▶ TASK DIRECTIONS
Copy the lines below word for word, starting with the line that contains "out the red" and continuing through the final line of the entries.

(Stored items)
** Start **
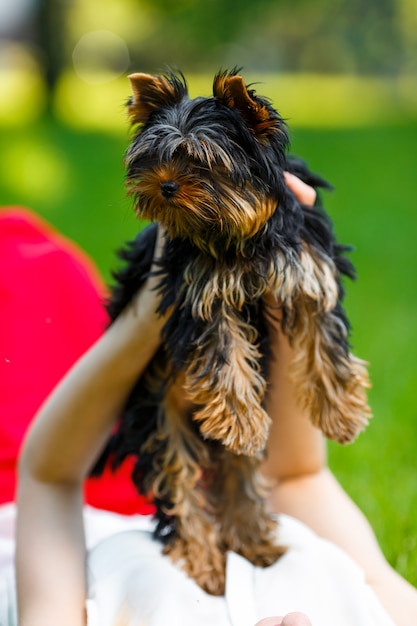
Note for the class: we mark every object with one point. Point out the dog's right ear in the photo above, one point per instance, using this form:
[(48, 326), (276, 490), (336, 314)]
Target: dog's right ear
[(150, 93)]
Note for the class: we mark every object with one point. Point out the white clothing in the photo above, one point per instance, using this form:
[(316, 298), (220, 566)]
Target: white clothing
[(130, 583)]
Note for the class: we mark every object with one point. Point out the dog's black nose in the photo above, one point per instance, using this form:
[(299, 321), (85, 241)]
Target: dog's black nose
[(169, 188)]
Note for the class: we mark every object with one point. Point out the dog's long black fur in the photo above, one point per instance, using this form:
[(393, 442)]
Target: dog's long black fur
[(232, 143)]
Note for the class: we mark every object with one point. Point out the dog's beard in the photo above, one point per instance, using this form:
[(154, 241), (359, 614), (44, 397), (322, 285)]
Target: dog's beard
[(206, 211)]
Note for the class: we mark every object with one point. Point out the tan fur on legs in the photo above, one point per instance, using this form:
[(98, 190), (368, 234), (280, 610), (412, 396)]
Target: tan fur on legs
[(332, 384), (245, 526), (218, 500), (229, 391)]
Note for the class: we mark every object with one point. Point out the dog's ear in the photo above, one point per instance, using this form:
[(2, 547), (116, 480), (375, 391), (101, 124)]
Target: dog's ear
[(150, 93), (230, 90)]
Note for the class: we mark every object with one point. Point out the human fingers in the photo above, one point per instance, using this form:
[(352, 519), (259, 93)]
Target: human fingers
[(303, 192), (270, 621), (295, 619)]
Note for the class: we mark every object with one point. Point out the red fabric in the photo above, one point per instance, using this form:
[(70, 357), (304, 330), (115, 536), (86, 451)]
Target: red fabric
** End **
▶ THE SOLUTION
Note for the class: we mark every object with one point. Point out the red fabric in the photo above, one point per instance, using this form:
[(70, 357), (304, 330), (115, 536), (86, 451)]
Target: red fabric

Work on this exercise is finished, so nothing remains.